> [Assigned task]
In the records below, the line with "Target: red star decoration" opens the range and the line with "[(101, 417), (945, 776), (1127, 310), (581, 583)]" closes it; print that range exactly and nothing else.

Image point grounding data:
________________
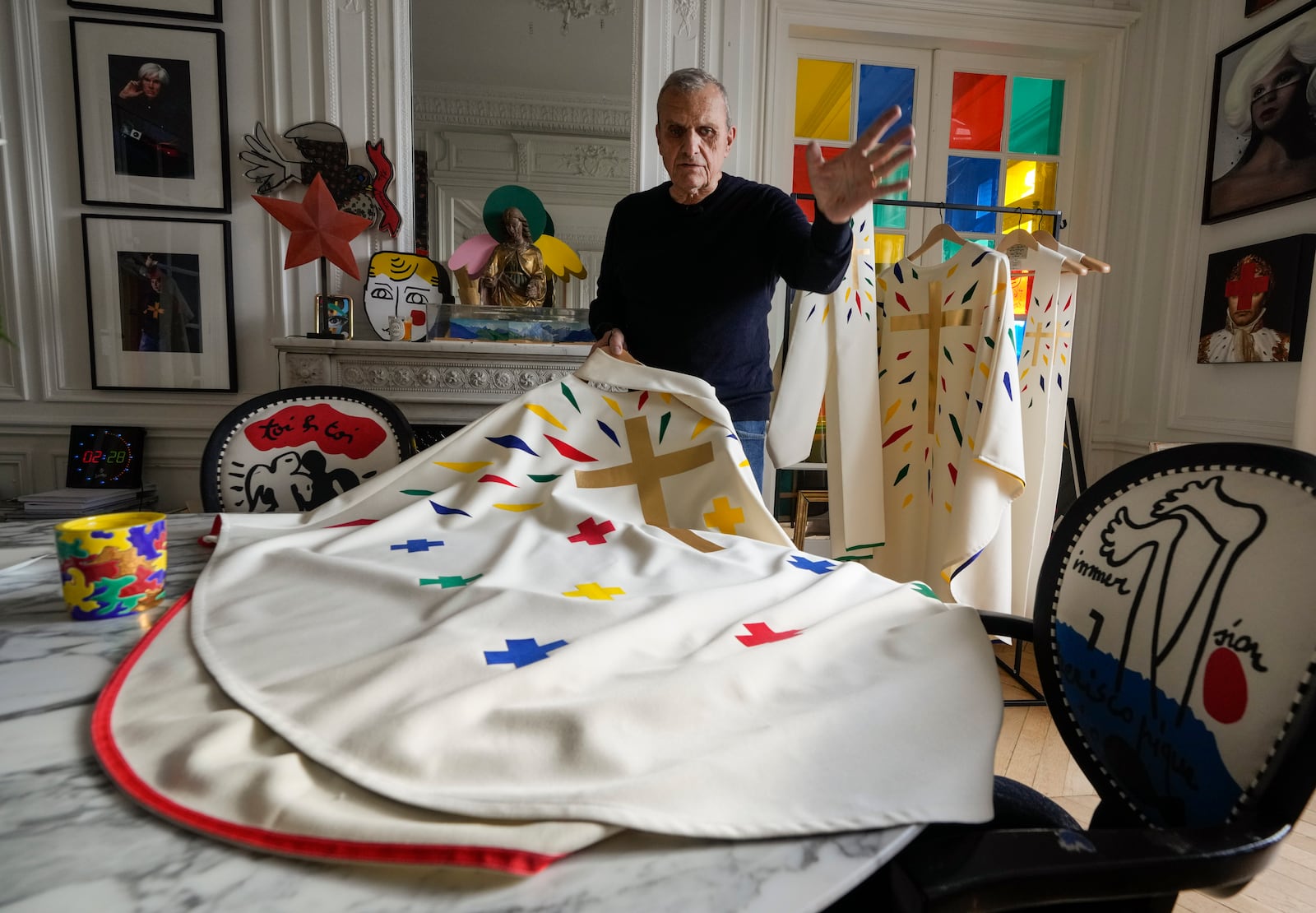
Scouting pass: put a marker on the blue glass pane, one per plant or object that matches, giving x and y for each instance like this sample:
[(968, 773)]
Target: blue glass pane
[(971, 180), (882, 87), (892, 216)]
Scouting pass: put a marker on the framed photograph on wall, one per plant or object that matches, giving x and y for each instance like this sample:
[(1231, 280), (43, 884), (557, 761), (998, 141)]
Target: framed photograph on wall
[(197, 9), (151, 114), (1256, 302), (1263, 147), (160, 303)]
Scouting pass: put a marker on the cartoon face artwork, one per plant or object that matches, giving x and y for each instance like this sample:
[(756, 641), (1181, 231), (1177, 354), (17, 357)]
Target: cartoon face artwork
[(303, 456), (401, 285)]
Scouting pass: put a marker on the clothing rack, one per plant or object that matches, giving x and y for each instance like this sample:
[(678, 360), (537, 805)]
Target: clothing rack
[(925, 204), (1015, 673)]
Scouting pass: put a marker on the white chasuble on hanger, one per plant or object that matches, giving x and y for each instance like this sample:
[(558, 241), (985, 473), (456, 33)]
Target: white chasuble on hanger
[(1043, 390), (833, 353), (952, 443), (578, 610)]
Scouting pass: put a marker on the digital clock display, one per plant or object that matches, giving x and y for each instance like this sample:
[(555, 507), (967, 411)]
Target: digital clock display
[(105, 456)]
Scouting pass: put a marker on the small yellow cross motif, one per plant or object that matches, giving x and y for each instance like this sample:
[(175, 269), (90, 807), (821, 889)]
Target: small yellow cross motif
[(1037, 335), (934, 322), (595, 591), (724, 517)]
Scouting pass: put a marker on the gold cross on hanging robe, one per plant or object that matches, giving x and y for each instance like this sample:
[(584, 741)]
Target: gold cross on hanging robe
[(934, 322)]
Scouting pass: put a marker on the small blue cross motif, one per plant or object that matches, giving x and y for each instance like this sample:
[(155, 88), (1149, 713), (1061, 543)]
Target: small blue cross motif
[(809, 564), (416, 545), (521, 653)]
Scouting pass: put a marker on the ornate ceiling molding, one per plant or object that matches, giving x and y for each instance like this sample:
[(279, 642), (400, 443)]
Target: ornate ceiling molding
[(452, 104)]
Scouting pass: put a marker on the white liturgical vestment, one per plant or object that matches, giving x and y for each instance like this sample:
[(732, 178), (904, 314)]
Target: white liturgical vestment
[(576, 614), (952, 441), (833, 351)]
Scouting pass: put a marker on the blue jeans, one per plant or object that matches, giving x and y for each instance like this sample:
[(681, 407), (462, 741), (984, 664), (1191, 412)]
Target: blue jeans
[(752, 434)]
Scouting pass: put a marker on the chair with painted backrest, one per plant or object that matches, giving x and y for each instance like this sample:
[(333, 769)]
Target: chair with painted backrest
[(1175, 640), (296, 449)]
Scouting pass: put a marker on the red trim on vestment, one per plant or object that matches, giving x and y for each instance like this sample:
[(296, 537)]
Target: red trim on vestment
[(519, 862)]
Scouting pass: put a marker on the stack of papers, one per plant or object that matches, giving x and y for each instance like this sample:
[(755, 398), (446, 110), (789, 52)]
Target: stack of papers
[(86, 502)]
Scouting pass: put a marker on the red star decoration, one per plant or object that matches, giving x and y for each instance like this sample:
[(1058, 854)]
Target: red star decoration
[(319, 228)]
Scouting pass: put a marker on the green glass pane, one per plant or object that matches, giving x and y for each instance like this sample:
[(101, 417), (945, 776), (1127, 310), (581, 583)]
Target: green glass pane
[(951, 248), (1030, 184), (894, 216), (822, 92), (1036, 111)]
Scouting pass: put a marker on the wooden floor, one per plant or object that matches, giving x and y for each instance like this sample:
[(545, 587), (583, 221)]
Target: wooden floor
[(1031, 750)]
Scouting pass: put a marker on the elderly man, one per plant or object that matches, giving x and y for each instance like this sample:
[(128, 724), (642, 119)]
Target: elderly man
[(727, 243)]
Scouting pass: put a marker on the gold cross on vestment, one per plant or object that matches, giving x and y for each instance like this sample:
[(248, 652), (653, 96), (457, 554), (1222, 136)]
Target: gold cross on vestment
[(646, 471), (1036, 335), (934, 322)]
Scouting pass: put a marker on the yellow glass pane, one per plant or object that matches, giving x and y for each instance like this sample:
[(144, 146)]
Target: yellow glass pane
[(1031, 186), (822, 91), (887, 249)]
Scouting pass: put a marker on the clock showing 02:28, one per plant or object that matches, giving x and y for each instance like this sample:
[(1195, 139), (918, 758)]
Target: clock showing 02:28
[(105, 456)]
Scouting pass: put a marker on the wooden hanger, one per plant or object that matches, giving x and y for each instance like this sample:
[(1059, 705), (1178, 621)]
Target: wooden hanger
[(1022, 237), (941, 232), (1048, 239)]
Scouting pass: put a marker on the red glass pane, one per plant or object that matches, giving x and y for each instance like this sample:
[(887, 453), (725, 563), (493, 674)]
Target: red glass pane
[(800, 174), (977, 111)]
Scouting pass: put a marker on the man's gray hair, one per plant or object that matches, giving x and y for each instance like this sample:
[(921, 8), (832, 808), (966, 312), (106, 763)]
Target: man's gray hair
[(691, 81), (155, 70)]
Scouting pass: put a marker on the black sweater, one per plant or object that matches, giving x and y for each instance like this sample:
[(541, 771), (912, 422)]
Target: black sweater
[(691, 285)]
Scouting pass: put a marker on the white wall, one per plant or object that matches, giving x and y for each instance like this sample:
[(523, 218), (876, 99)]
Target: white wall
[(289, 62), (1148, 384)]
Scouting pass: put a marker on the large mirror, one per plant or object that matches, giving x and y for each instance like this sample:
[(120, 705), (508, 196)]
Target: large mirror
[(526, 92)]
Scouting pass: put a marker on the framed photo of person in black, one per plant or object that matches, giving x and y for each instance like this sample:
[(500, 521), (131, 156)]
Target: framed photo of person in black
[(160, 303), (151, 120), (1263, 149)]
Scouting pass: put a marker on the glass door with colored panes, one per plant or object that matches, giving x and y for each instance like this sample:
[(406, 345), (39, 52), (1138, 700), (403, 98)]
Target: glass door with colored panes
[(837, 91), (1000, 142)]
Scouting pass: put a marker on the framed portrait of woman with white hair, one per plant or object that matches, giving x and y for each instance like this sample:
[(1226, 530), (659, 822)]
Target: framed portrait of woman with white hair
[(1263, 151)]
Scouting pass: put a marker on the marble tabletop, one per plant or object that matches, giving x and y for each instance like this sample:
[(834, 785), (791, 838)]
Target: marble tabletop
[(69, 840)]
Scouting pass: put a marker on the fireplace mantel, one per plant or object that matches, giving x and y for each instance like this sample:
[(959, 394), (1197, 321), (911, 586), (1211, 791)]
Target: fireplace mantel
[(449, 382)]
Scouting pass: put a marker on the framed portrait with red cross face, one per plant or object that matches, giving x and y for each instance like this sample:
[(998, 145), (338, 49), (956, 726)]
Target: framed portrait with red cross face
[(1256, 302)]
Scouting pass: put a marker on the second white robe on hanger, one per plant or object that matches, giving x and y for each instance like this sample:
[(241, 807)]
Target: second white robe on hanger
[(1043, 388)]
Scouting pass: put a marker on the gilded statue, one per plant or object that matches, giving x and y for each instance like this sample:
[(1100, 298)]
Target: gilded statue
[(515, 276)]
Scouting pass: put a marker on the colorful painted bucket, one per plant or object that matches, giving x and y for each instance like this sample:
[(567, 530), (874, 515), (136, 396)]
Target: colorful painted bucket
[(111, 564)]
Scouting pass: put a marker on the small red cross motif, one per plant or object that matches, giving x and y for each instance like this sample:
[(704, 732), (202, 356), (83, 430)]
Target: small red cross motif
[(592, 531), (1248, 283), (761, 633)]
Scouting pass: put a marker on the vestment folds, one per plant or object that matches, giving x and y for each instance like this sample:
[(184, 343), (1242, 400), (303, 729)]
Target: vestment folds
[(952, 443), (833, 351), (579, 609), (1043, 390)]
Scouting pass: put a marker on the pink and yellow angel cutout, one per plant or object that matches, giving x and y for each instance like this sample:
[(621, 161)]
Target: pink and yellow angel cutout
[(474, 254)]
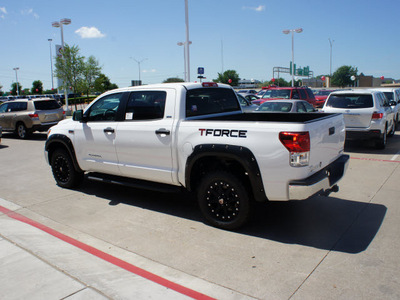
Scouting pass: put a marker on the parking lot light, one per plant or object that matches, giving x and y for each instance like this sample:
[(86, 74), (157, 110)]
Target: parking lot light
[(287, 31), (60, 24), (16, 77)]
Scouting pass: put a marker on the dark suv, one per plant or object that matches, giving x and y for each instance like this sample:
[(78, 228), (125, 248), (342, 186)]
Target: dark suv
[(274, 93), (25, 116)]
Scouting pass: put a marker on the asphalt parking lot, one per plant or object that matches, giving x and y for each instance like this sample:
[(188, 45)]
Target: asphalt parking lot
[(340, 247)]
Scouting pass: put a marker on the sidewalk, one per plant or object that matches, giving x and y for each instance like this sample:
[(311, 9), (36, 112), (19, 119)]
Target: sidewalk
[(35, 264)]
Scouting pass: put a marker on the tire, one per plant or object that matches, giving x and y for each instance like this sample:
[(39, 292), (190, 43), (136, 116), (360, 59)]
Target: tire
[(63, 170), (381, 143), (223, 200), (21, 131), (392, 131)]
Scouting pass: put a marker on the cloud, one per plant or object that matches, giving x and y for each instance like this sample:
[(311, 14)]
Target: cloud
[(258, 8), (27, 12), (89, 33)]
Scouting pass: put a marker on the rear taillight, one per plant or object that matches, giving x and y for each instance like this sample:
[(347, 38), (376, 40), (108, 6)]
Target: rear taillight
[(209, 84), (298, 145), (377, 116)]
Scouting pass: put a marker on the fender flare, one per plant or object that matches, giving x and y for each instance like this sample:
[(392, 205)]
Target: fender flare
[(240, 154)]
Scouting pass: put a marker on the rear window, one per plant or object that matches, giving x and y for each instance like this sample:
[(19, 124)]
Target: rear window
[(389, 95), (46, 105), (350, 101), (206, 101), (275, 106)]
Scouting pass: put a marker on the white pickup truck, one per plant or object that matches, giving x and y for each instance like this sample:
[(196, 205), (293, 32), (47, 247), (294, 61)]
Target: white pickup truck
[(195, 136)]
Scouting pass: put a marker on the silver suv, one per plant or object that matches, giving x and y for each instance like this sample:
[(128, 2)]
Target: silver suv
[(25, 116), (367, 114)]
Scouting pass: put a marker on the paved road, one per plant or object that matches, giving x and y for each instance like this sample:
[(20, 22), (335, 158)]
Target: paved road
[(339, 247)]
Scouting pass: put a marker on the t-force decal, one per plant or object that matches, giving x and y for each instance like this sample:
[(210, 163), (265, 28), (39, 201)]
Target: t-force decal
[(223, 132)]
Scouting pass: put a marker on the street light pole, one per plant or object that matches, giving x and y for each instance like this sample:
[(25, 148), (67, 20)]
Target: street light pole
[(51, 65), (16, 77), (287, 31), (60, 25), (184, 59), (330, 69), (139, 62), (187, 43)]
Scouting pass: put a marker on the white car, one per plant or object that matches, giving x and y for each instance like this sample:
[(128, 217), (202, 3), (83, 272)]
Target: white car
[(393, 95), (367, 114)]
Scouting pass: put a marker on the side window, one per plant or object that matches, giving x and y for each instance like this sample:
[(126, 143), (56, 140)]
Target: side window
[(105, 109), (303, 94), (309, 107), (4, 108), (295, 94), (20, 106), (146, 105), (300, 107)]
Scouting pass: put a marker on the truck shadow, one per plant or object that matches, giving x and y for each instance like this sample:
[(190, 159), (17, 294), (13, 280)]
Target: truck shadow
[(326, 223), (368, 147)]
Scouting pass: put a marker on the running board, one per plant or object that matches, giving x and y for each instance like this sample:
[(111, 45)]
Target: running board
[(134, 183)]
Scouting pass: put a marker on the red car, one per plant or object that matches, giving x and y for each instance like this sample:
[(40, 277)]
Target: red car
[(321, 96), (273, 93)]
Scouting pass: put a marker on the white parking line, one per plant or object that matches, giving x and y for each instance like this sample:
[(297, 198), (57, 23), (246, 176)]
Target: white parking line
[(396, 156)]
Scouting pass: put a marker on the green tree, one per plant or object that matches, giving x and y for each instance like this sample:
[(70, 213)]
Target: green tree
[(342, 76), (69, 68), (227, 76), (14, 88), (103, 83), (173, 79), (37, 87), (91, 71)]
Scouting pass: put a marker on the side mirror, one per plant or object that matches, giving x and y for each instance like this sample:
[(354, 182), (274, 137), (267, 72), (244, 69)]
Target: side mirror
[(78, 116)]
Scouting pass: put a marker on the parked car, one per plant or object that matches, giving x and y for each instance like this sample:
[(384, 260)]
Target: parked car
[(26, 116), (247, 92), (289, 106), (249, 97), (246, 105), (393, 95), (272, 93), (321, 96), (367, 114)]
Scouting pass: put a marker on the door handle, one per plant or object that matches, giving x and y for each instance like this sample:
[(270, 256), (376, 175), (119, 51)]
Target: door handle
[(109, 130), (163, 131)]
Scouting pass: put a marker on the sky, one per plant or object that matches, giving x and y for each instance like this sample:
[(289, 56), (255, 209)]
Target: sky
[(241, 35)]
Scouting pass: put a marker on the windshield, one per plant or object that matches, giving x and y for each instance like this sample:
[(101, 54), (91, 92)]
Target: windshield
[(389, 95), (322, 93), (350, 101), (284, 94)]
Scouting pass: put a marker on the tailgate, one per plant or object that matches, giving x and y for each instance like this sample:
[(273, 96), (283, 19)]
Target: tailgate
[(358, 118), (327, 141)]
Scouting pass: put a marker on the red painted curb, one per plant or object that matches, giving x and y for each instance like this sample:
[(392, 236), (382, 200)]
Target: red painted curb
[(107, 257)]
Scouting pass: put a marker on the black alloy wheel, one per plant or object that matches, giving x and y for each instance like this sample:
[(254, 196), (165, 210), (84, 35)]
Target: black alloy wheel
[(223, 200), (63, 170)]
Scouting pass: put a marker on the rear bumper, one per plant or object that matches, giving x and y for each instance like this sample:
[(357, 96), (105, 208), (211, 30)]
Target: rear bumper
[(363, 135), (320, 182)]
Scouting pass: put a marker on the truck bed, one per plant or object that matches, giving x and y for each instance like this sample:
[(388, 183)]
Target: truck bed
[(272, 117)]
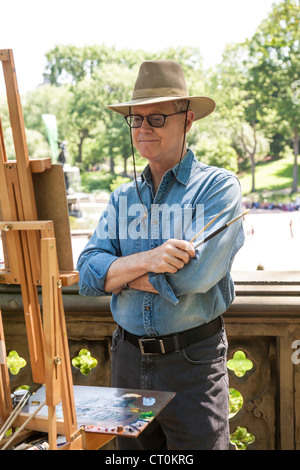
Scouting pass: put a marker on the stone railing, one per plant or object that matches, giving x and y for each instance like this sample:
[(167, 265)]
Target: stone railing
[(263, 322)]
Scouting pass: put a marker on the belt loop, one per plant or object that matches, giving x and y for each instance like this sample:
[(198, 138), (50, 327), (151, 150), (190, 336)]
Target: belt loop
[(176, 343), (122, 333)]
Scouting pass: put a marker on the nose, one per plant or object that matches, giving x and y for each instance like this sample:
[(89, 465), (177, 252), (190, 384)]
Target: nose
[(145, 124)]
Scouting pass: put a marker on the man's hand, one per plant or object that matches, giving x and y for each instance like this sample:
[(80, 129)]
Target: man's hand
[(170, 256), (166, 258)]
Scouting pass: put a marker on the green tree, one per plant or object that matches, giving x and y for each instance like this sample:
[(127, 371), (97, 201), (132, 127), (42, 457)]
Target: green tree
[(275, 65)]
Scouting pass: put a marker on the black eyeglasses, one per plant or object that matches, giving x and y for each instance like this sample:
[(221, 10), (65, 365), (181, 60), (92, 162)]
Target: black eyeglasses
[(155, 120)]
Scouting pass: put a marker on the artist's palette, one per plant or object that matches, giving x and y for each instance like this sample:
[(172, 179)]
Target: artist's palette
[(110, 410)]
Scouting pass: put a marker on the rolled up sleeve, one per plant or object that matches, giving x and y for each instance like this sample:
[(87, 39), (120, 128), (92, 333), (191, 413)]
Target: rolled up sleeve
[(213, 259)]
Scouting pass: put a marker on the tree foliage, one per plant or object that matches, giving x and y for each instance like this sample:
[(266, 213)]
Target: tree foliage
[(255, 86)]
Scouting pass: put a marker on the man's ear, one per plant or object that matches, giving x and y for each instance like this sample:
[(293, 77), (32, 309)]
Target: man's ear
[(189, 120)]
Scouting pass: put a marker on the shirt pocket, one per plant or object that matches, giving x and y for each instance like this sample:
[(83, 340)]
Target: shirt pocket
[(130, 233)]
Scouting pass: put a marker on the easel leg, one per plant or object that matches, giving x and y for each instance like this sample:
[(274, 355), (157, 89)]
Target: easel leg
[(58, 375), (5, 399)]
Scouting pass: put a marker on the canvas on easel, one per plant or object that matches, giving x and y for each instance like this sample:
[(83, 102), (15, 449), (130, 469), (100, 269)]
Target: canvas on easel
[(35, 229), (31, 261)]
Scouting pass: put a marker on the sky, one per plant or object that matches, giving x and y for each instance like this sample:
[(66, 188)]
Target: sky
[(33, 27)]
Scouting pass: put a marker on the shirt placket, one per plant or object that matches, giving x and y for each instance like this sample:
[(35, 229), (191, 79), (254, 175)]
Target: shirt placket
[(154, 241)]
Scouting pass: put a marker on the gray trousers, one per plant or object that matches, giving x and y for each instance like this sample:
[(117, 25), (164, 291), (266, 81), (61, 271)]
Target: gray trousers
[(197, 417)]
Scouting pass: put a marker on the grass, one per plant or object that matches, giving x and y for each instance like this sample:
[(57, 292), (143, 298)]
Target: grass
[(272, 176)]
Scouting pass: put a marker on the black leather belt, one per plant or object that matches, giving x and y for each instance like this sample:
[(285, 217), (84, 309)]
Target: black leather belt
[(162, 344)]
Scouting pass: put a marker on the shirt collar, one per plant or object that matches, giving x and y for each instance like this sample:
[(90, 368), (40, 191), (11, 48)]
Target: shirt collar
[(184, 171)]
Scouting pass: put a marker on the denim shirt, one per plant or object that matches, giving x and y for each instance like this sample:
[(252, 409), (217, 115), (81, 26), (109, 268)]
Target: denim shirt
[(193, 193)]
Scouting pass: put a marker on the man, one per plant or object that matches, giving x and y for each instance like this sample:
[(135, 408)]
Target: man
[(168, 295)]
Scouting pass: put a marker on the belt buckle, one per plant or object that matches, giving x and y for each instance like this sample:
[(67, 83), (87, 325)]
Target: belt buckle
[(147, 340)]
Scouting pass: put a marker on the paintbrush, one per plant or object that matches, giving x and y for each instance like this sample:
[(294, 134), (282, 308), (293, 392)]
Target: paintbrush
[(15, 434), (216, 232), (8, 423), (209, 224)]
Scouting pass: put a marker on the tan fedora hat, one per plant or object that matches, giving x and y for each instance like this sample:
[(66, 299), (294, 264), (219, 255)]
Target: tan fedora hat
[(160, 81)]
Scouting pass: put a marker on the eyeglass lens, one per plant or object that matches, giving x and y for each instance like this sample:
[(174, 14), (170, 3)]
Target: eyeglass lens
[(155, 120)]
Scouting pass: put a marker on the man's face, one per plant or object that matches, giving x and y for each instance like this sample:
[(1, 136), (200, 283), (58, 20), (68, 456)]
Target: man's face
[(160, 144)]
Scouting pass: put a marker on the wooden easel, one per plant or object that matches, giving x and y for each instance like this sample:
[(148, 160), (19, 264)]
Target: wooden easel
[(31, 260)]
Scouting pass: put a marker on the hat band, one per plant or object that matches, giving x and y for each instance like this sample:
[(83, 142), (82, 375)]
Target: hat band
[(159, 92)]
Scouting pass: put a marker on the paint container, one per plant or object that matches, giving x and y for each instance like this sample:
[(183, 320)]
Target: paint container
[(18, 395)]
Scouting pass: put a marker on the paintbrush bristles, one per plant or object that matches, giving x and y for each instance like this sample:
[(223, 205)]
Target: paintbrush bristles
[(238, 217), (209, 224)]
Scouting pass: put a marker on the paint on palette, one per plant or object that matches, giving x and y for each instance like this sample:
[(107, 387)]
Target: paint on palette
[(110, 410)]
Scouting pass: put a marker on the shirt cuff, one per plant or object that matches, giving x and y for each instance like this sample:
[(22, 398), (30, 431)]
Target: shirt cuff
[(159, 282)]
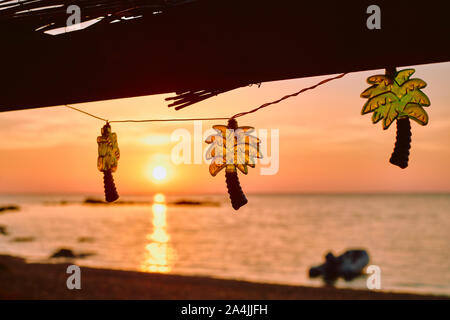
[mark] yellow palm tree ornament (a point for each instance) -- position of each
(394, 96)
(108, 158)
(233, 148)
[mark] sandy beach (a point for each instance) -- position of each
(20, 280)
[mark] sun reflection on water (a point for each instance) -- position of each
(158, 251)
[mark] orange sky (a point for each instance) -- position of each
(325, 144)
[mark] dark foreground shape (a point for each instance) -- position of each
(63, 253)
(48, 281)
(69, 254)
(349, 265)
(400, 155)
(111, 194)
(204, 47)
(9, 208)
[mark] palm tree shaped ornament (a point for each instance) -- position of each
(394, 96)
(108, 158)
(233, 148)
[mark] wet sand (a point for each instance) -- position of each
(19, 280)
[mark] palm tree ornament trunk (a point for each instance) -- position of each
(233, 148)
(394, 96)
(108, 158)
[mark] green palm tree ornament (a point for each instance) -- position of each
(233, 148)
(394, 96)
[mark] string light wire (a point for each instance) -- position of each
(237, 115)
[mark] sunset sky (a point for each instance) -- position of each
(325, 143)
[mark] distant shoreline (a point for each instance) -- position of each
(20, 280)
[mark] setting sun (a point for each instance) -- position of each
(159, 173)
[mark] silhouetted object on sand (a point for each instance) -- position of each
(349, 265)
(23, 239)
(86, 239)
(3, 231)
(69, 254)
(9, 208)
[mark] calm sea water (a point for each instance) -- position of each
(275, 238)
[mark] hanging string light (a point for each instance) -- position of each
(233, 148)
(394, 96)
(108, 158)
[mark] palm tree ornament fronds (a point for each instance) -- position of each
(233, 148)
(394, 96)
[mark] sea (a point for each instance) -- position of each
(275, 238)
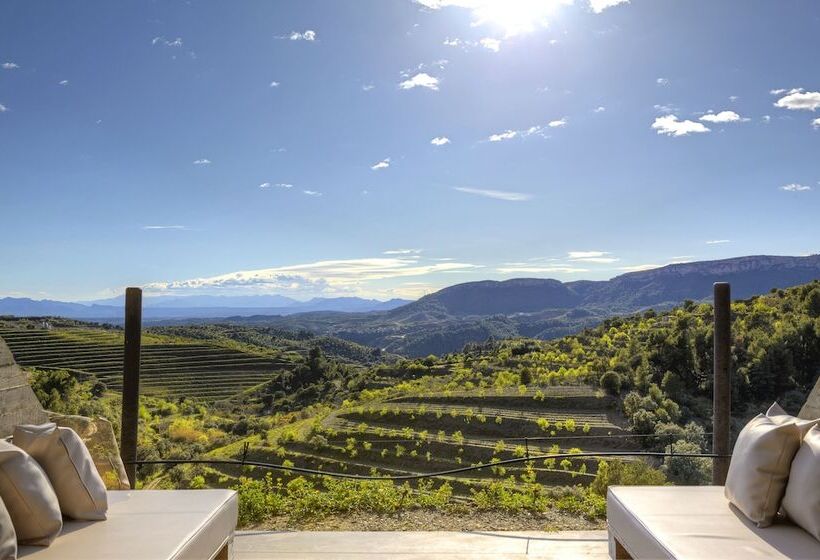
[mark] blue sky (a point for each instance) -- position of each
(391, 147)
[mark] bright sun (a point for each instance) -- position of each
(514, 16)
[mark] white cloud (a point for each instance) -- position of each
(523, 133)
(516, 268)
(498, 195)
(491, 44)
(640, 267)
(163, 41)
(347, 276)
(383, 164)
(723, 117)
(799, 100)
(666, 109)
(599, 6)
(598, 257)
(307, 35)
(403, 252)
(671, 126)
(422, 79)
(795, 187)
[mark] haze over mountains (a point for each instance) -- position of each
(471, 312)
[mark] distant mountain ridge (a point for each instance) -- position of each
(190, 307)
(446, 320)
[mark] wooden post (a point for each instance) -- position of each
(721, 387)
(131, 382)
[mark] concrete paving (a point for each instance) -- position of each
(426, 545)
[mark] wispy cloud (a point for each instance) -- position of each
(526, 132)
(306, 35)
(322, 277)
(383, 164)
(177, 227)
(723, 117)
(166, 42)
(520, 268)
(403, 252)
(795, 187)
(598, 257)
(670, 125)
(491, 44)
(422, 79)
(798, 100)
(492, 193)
________________
> [The completed task]
Target: red star decoration
[(319, 228)]
Scouting pass: put a marker on the green glass pane, one per plant or object that matches, giving x and y for each instance like this sample:
[(101, 417), (945, 776), (1127, 310), (581, 583)]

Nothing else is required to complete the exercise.